> **EXCERPT TO READ**
****************************************

However, holding your hands over an open flame is not advised. If you're in the early stages of frostbite, you won’t be able when the flame is doing more harm than good — which could cause long-term damage.  If you aren't able to warm up after half an hour or so, you seek medical attention immediately. In addition to frostbite, officials are asking for people to look out for signs of hypothermia, which include uncontrollable shivering, memory loss, drowsiness and exhaustion.
According to ABC News Channel 5 in Cleveland, Ohio, here are some tips to endure winter weather During Winter Storms and Extreme Cold:

1. Stay indoors during the storm.
2. Walk carefully on snowy, icy, walkways.

3. Avoid overexertion when shoveling snow. Overexertion can bring on a heart attack—a major cause of death in the winter. If you must shovel snow, stretch before going outside.
4. Keep dry. Change wet clothing frequently to prevent a loss of body heat. Wet clothing loses all of its insulating value and transmits heat rapidly.

5. Watch for signs of frostbite. These include loss of feeling and white or pale appearance in extremities such as fingers, toes, ear lobes, and the tip of the nose. If symptoms are detected, get medical help immediately.
6. Watch for signs of hypothermia. These include uncontrollable shivering, memory loss, disorientation, incoherence, slurred speech, drowsiness, and apparent exhaustion. If symptoms of hypothermia are detected, get the victim to a warm location, remove wet clothing, warm the center of the body first and give warm, non-alcoholic beverages if the victim is conscious. Get medical help as soon as possible.

7. Drive only if it is absolutely necessary. If you must drive: travel in the day; don’t travel alone; keep others informed of your schedule; stay on main roads and avoid back road shortcuts.
8. Let someone know your destination, your route, and when you expect to arrive. If your car gets stuck along the way, help can be sent along your predetermined route.

9. If the pipes freeze, remove any insulation or layers of newspapers and wrap pipes in rags. Completely open all faucets and pour hot water over the pipes, starting where they were most exposed to the cold (or where the cold was most likely to penetrate).
10. Maintain ventilation when using kerosene heaters to avoid build-up of toxic fumes. Refuel kerosene heaters outside and keep them at least three feet from flammable objects.

****************************************

> **RECORDS SUPPLIED**
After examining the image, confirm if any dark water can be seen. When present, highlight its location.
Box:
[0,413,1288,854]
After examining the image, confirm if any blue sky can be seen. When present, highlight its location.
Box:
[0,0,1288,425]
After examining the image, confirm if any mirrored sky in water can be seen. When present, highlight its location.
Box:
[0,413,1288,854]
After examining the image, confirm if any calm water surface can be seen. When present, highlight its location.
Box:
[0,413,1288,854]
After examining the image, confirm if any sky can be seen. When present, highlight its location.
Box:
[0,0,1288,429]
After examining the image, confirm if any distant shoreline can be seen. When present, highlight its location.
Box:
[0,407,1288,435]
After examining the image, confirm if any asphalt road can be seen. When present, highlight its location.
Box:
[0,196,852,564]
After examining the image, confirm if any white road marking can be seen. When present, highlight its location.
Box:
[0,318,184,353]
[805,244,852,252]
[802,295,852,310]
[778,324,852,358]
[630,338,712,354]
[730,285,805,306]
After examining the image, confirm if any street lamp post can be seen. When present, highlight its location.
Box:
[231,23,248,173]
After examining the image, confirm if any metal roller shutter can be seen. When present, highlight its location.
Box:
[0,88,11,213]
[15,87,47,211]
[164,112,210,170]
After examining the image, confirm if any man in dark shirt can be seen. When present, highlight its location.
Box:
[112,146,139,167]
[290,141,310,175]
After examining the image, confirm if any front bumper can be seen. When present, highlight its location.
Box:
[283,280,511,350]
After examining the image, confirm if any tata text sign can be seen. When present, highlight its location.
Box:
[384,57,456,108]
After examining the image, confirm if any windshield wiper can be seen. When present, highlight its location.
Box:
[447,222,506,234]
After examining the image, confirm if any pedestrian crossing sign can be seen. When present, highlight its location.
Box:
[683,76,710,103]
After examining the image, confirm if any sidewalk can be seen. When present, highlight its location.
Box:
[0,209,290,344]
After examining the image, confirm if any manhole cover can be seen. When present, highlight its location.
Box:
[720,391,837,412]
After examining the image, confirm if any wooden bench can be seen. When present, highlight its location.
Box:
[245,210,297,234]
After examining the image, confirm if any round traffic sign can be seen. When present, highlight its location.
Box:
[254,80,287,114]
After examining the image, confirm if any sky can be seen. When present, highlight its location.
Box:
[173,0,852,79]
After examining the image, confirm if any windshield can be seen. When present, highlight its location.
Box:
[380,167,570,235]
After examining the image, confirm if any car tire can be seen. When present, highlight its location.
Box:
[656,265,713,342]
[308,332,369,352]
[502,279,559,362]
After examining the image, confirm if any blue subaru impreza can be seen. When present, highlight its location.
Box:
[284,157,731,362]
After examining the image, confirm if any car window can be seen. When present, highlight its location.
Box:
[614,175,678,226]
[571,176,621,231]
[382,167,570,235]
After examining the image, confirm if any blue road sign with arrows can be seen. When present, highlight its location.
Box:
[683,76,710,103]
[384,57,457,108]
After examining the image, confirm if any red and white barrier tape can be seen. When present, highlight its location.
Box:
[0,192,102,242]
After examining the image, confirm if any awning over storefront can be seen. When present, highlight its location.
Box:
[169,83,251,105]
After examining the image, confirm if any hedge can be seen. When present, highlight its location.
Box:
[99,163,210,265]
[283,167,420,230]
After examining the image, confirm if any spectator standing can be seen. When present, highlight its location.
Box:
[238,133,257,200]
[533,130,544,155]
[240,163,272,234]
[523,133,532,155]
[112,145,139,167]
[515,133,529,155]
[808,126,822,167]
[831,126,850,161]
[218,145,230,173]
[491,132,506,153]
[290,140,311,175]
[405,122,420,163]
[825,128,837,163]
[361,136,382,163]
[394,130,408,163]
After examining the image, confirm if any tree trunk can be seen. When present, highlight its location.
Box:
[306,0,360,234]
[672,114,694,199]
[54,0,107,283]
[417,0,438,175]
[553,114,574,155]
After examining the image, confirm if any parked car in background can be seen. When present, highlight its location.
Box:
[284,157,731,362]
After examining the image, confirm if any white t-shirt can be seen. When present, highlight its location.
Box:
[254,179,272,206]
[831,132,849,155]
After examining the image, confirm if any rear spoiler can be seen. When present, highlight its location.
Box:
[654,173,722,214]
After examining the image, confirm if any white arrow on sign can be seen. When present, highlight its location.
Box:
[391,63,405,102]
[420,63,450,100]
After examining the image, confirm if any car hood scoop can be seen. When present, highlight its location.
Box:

****************************************

> **REQUIRED ACTIONS**
**1.** Do these statements agree with the winter weather tips? For each, answer yes or no and quote the words of the text that decide it.
(a) Kerosene heaters should be refueled indoors.
(b) Overexertion while shoveling snow can bring on a heart attack.
(c) Frozen pipes should be wrapped in layers of newspaper.
**2.** Carry on the winter weather tips from the point where they stop, starting after the kerosene heater item.

> **ANSWERS FOR THE EXERCISE**
**1.**
(a) No: "Refuel kerosene heaters outside and keep them at least three feet from flammable objects."
(b) Yes: "Overexertion can bring on a heart attack—a major cause of death in the winter."
(c) No: "remove any insulation or layers of newspapers and wrap pipes in rags."

**2.**
11. Conserve fuel, if necessary, by keeping your residence cooler than normal. Temporarily close off heat to some rooms.
12. If you will be going away during cold weather, leave the heat on in your home, set to a temperature no lower than 55ºF.

You can read more information about winter preparedness here: http://www.ready.gov/winter-weather.
The National Weather Service warns how long you can be exposed to certain temperatures before it will result in frost bite. For example, a temperature of 0°F and a wind speed of 15 mph creates a wind chill temperature of -19°F. Under these conditions frost bite can occur in just 30 minutes. Additionally, and surprisingly, hypothermia can occur at any temperature lower than normal body termperature. Factors like age, body fat, alcohol consumption, and especially wetness can affect how long hypothermia takes to strike. If you fall into water, the situation becomes drastically more dangerous.

For example, in water 32.5 degrees Fahrenheit or colder, you might not survive more than 15-to-45 minutes. You'll undergo shock within the first two minutes and some functional disability before 30 minutes, according to the US Coast Guard. Read more: http://www.businessinsider.com/how-long-does-it-take-to-get-frostbite-or-hypothermia-2014-1#ixzz2pilDWxUr .

Extreme cold is deadly. Prepare yourself in advance of any weather conditions that may lead to this type of environment, and protect yourself as much as possible when extremely cold temperatures arrive. If you know someone who needs help, do your best to provide a way to keep them protected. It’s your life. Keep it warm and safe.